WHAT IS BEING ASKED> Copy out every line exactly, passing over the pictures.

┄┄┄┄┄┄┄┄┄┄

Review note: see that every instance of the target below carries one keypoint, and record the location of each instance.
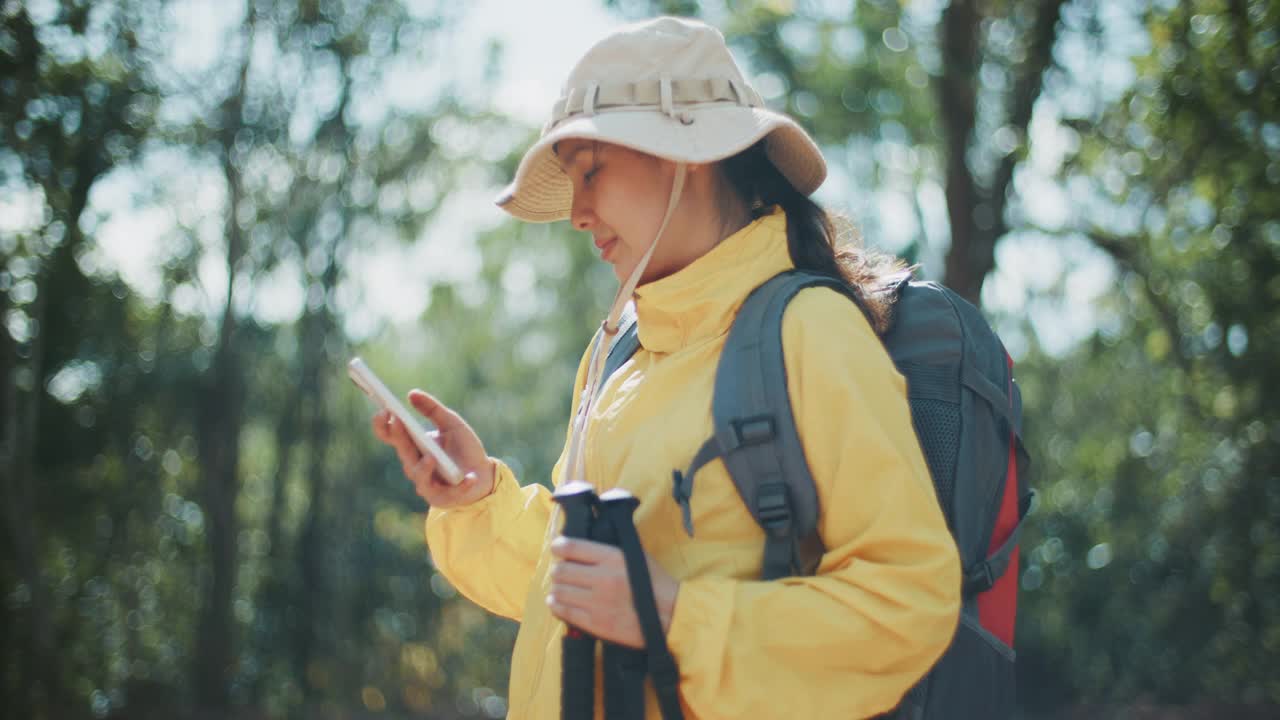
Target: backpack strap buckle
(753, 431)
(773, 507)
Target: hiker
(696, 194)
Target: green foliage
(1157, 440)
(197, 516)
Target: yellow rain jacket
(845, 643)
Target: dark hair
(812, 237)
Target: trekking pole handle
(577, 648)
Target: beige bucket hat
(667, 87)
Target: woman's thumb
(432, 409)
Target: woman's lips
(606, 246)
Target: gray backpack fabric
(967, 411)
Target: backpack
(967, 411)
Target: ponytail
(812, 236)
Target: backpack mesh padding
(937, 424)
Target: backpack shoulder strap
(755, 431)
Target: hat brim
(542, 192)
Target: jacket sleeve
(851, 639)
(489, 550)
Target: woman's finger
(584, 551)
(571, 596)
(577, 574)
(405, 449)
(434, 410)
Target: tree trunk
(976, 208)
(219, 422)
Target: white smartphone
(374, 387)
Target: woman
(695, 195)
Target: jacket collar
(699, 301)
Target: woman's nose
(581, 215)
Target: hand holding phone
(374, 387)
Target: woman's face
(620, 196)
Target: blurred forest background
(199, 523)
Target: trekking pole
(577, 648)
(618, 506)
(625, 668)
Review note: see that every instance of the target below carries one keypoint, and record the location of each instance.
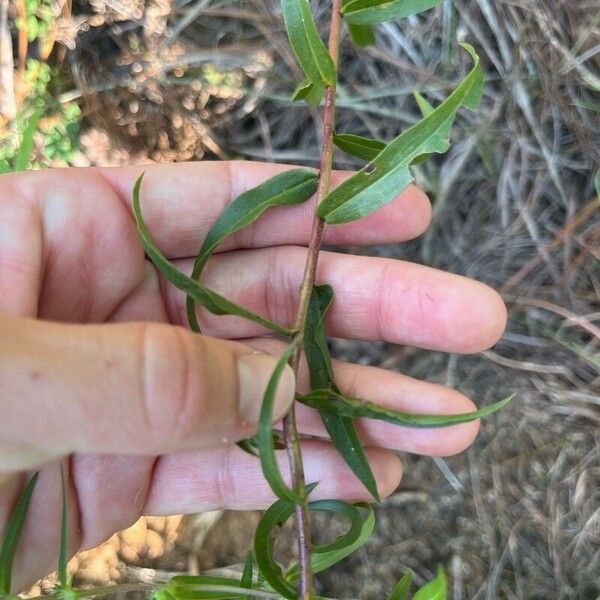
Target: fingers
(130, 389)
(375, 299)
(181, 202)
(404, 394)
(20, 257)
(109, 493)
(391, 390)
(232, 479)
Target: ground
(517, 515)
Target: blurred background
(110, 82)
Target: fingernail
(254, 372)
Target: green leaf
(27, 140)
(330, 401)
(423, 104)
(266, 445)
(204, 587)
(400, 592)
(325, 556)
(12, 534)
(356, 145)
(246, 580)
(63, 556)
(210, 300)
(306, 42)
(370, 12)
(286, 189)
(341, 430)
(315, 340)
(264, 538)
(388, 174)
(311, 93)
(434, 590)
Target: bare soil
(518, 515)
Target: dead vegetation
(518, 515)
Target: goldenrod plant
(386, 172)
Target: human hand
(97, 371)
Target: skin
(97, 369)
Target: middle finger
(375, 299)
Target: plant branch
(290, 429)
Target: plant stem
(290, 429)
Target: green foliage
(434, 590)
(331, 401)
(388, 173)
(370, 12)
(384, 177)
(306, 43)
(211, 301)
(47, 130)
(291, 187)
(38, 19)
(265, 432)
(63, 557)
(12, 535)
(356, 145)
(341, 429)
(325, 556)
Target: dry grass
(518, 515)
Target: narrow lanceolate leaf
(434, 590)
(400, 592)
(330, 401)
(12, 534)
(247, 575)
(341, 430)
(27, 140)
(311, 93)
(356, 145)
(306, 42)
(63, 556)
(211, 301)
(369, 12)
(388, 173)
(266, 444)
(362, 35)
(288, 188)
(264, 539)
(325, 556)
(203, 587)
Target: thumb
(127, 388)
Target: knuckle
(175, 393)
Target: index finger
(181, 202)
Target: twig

┄┄┄┄┄┄┄┄┄┄

THE ANSWER>
Review note: see that every instance of the target below carries one keypoint, and record the location of each instance.
Target: backpack strap buckle
(753, 431)
(773, 507)
Target: hiker
(696, 194)
Target: green foliage
(1157, 440)
(197, 516)
Target: yellow rain jacket
(845, 643)
Target: dark hair
(812, 237)
Target: trekking pole handle
(577, 648)
Target: beige bucket hat
(667, 87)
Target: woman's thumb
(432, 409)
Target: woman's lips
(606, 246)
Target: gray backpack fabric
(967, 411)
Target: backpack
(967, 411)
Target: ponytail
(812, 236)
Target: backpack mesh padding
(937, 424)
Target: backpack shoulder strap
(755, 431)
Target: hat brim
(542, 192)
Target: jacket sleeve
(851, 639)
(489, 550)
Target: woman's finger
(584, 551)
(571, 596)
(577, 574)
(405, 449)
(434, 410)
Target: tree trunk
(976, 208)
(219, 422)
Target: white smartphone
(374, 387)
Target: woman
(695, 195)
Target: jacket collar
(699, 301)
Target: woman's nose
(581, 215)
Target: hand holding phone
(374, 387)
Target: woman's face
(620, 196)
Target: blurred forest background
(199, 523)
Target: trekking pole
(577, 648)
(618, 506)
(625, 668)
Review note: see that every instance of the target below carries one keypoint, and record the location of each instance.
Target: fingers
(130, 389)
(375, 299)
(181, 202)
(404, 394)
(20, 257)
(109, 493)
(391, 390)
(232, 479)
Target: ground
(517, 515)
Target: blurred background
(110, 82)
Target: fingernail
(254, 372)
Target: green leaf
(27, 140)
(330, 401)
(423, 104)
(266, 445)
(204, 587)
(400, 592)
(325, 556)
(12, 534)
(356, 145)
(246, 580)
(63, 556)
(210, 300)
(306, 42)
(370, 12)
(286, 189)
(341, 430)
(315, 340)
(264, 538)
(388, 174)
(311, 93)
(434, 590)
Target: bare soil
(518, 515)
Target: dead vegetation
(518, 515)
Target: goldenrod plant
(386, 172)
Target: human hand
(97, 371)
Target: skin
(97, 369)
Target: middle finger
(375, 299)
Target: plant branch
(290, 429)
Target: plant stem
(290, 429)
Target: green foliage
(434, 590)
(331, 401)
(388, 173)
(370, 12)
(384, 177)
(306, 43)
(211, 301)
(47, 130)
(291, 187)
(38, 19)
(265, 432)
(63, 557)
(12, 535)
(356, 145)
(341, 429)
(325, 556)
Target: dry grass
(518, 515)
Target: narrow lanceolate leaf
(434, 590)
(400, 592)
(330, 401)
(12, 534)
(247, 575)
(341, 430)
(27, 140)
(311, 93)
(356, 145)
(306, 42)
(63, 556)
(211, 301)
(369, 12)
(388, 173)
(266, 444)
(362, 35)
(288, 188)
(264, 539)
(325, 556)
(203, 587)
Target: thumb
(127, 388)
Target: knuckle
(175, 393)
Target: index finger
(181, 202)
Target: twig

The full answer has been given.